• **Task instructions**: Would you please repeat all of the data exactly, omitting the pictures?

• **Supplied material**:

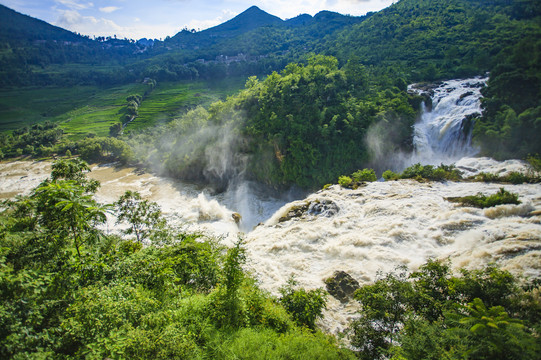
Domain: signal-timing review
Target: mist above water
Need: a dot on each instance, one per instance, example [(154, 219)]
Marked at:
[(443, 134), (363, 231)]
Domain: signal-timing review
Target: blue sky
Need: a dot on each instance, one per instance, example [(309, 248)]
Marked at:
[(159, 18)]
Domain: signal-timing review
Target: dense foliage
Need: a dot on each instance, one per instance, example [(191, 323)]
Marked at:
[(304, 126), (483, 201), (68, 290), (433, 314)]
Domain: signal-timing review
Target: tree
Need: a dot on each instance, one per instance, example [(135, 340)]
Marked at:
[(144, 216), (66, 208), (304, 306), (115, 129)]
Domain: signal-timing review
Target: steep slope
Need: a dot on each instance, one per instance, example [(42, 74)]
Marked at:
[(440, 38), (16, 28), (250, 19)]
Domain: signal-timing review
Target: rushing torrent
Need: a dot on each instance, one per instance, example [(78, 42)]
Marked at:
[(362, 232)]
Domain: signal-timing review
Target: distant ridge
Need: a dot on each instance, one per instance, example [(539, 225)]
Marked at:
[(252, 19), (16, 27)]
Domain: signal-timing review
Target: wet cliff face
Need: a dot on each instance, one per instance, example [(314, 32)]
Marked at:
[(443, 134)]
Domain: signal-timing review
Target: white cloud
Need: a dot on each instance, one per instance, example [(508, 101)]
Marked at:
[(109, 9), (75, 5), (90, 25)]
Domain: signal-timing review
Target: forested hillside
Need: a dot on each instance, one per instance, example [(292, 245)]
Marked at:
[(309, 121)]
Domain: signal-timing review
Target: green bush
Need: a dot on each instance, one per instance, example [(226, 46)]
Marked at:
[(344, 181), (305, 306), (390, 175), (364, 175), (483, 201)]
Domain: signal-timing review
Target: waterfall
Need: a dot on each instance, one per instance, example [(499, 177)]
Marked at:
[(443, 134)]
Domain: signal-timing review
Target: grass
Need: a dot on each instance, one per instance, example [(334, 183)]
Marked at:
[(26, 106), (81, 110)]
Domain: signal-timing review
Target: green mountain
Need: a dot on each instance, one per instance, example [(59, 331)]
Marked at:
[(377, 56), (16, 28)]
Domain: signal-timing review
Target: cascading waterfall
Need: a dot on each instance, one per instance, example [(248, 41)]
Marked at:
[(443, 133), (374, 228)]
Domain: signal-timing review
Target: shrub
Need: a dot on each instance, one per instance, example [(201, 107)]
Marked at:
[(389, 175), (305, 306), (483, 201), (344, 181), (364, 175)]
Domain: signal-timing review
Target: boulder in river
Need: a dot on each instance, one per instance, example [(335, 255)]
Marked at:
[(342, 286)]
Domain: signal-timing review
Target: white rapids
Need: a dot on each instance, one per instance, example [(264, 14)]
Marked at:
[(440, 135), (362, 232)]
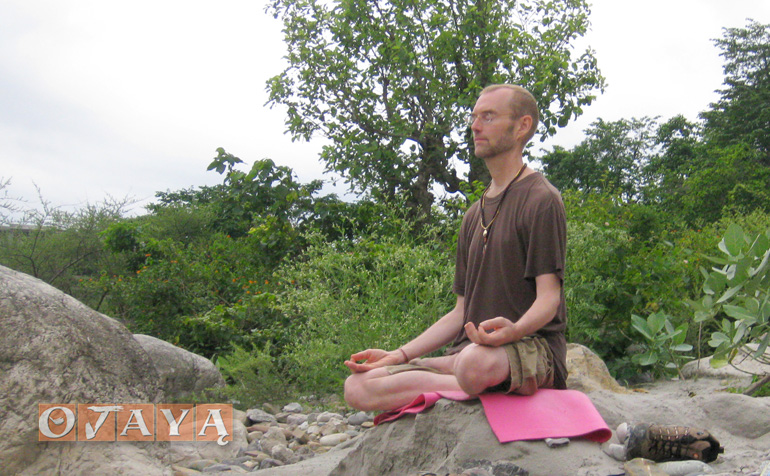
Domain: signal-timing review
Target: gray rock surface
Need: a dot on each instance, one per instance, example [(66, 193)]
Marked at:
[(54, 349), (181, 372)]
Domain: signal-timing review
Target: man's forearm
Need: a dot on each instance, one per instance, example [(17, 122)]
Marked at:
[(437, 335)]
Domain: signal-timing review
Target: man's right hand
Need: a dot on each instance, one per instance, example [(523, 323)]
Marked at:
[(372, 359)]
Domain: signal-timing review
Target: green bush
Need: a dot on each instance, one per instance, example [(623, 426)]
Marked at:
[(349, 296)]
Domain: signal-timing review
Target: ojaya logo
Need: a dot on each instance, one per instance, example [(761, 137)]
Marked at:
[(135, 422)]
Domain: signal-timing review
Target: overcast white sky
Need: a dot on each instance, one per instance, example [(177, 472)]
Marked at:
[(107, 97)]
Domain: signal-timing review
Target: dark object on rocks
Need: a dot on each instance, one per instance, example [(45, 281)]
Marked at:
[(671, 443)]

• **Output**:
Domain: signal-timing review
Target: mist above water
Need: a dot on each instance, one per instance, example [(154, 219)]
Marked at:
[(443, 134), (363, 231)]
Domain: signal-timing review
Target: blue sky
Need: a dot on each instance, one per instance, example [(309, 248)]
Marked at:
[(159, 18)]
Domain: signal-timing review
Target: dense foliage
Need: a dot on each instance, one per instance, example [(191, 323)]
Marked at:
[(304, 126), (483, 201), (68, 290), (433, 314)]
Domain: signal-timing review
Target: tree
Need: a dot on each instance, one per instance, example [(135, 340)]
Marked at:
[(144, 216), (66, 208), (304, 306), (115, 129)]
Domain: signal-timing review
Target: steep slope
Need: a dot on each instance, one per instance, example [(42, 74)]
Marked at:
[(440, 38), (16, 28), (250, 19)]
Domain: signal-timing review
Target: rushing torrent
Need: a dot on each instance, one per instance, example [(78, 42)]
Marked at:
[(362, 232)]
Domain: signal-timing review
Target: distant ridge
Need: a dot on each instance, one per instance, example [(539, 225)]
Marked at:
[(252, 19), (16, 27)]
Domain: signal-timing review
Target: wet cliff face
Need: a dot on each instance, one per instance, example [(314, 32)]
Marked at:
[(443, 134)]
Domain: signal-timing review
Target: white cloud
Need: a dot on each instance, one per instance, example [(508, 101)]
Marked at:
[(109, 9), (75, 5), (90, 25)]
Domain: signal-timing review
Target: forested hillside
Need: a dot on each instance, one per instance, example [(292, 245)]
Marked at:
[(309, 121)]
Domain: signal-timing review
Target: green bush
Need: a dot on each instance, one per instance, example [(226, 46)]
Marked at:
[(344, 181), (305, 306), (390, 175), (364, 175), (483, 201)]
Domain: signal-timing review
Target: waterfall
Need: a dot on each instance, one per instance, example [(499, 177)]
Marked at:
[(443, 134)]
Domain: signal-timing review
Target: grass
Need: a dot on each instance, one per instance, example [(334, 183)]
Marked at:
[(26, 106), (81, 110)]
Domain: signal-timing review
Target: green mountain
Need: a dot on each instance, one per instance, example [(59, 331)]
Marked at:
[(377, 56), (16, 28)]
Domain: signal-timing review
Target: cascading waterfall
Need: a dot on each instance, one per instance, example [(248, 41)]
Marked at:
[(443, 133), (374, 228)]
Domain: signal-timing review
Target: shrub
Need: a dot on each instance, one per instance, example [(201, 107)]
Marked at:
[(389, 175), (305, 306), (483, 201), (344, 181), (364, 175)]
Domain: signal-timing review
Target: boulder in river
Need: a dot on each instance, one per instance, example [(335, 255)]
Marked at:
[(342, 286)]
Domain: signal-timing review
Target: white rapids
Need: a dot on each instance, one per instance, example [(264, 14)]
Marked at:
[(440, 135), (362, 232)]
Domain: signal-timing review
Target: gray rock surface
Need: a dot on each instance, one per instance, example [(66, 193)]
Marked at:
[(54, 349), (181, 372)]
Domain: signal-timing review
Target: man's forearm
Need: a dot on each instance, one per instance, example [(17, 122)]
Marked at:
[(437, 335)]
Domain: signal-timing review
Target: man's right hand
Need: a dot on each instance, one per instance, example [(523, 323)]
Marked at:
[(372, 359)]
Domain: signal-timing review
Target: green bush
Need: a dot on each instance, one per instance, example [(623, 426)]
Marked at:
[(349, 296)]
Domain: signal-timing review
Target: ojaya logo
Need: a dot on each instance, one per instance, example [(761, 137)]
Marked at:
[(135, 422)]
Domain: signal-timing review
Target: overcast white sky
Need: a dot on each instance, one per instance, example [(177, 472)]
Marked at:
[(107, 97)]
Domain: signal-timing review
Target: dark object on rocks
Need: a dot on each instance, one per instance, example [(45, 281)]
Marked at:
[(671, 443)]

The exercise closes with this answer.